## What is required
In the marine routing excerpt, how much does the proposed opportunistic routing protocol improve the packet delivery ratio compared with DORAHP?

## Extract to read

In summary, the expected energy consumption of sending MSR packets from the source node to the sink through the routing path $\aleph =\left\{n_1,n_2,\dots ,n_{\kappa -1},\mathrm{Sin}\mathrm{k}\right\}$ is:

$$\begin{array}{ll}{E}_{\aleph }& ={\displaystyle {\sum }_q^{\kappa }{E}_{hop}\left(q,q+1\right)}\\ & ={\left(\frac{1}{\zeta }\right)}^{\kappa -1}\times {\displaystyle {\sum }_q^{\kappa -1}{\displaystyle {\sum }_{u=1}^{\zeta }\frac{u}{N_i}}\times E_X\left(q,q+1,k,k_b,k_a,u\right)}\end{array}$$

(24)

where: $\kappa$ denotes the number of marine nodes on the routing path $\aleph$.

4. Results and Discussion

In this section, we evaluate the performance of the proposed opportunistic routing algorithm. Simulations are implemented on an Intel Core i7-1065G7 1.30 GHz PC with 8G memory and performed in Matlab R2016b. After the shipwreck occurs, 100 marine nodes are supposed to be randomly distributed in the MSR area with a side length of 2 km. The maximum and minimum speed of the sensor node are 20 m/s and 10 m/s, respectively. Other simulation parameters settings are shown in

Table 2. Simulation parameters.

Parameter	Value	Parameter	Value
$e_0$	3 J	${\epsilon }_{mp}$	0.0013 pJ/bit/m4
$r$	100 m	$\alpha$	3
Simulation time	70 s	${\sigma }^2$	30 dB
Channel bandwidth	2 Mbps	${\lambda }^{-1}$	1 s
$E_{elec}$	50 nJ/bit	${\gamma }_{\Phi }$	2
${\epsilon }_{fs}$	10 pJ/bit/m2	$\theta$	30 m

. Figure 4 is the deployment diagram of marine nodes. To properly verify the proposed routing algorithm, a marine node that is far from the gateway node is selected as the sink. Three routing algorithms including prediction based opportunistic routing (POR) [4], E-Ant-DSR [29], DORAHP [30] are chosen as the benchmark algorithms.

Figure 5a reveals that our proposed algorithm has a higher packet delivery ratio than that of the benchmark algorithms. The outperformance could be explained by the facts that (1) the proposed algorithm effectively predicts the link connectivity based on the consideration of node mobility, and (2) the proposed methods could periodically update the measurement value of link connectivity, which can, to some extent, delete the link with a smaller metric value and ensure the reliability of the transmission path. Meanwhile, our opportunistic routing algorithm forms multiple communication links, which effectively improves the probability of successfully forwarding marine data packets to the sink. Compared with POR, E-Ant-DSR, and DORAHP, the packet delivery ratio of the proposed opportunistic routing protocol is improved by 21.4%, 23.9% and 42.9%, respectively. Figure 5b shows that the proposed algorithm achieves the lowest end-to-end delay (average time required by the data packets to reach the sink). The proposed algorithm reduces the end-to-end delay by using the opportunistic routing technology incorporated with the optimal packet advancement prediction. Compared with POR, E-Ant-DSR, and DORAHP, the delay performance of the proposed opportunistic routing protocol is improved by 39.2%, 41.9% and 55.5%, respectively, which rises the efficiency of MSR to a certain extent.

## Entries provided
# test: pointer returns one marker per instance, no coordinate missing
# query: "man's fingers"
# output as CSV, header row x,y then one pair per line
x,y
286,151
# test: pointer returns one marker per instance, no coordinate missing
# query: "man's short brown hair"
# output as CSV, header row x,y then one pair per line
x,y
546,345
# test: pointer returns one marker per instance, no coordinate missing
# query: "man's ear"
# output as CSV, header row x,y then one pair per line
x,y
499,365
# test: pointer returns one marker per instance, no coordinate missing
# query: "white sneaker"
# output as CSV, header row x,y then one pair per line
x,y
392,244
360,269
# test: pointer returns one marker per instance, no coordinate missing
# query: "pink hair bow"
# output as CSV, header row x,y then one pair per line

## Task response
42.9%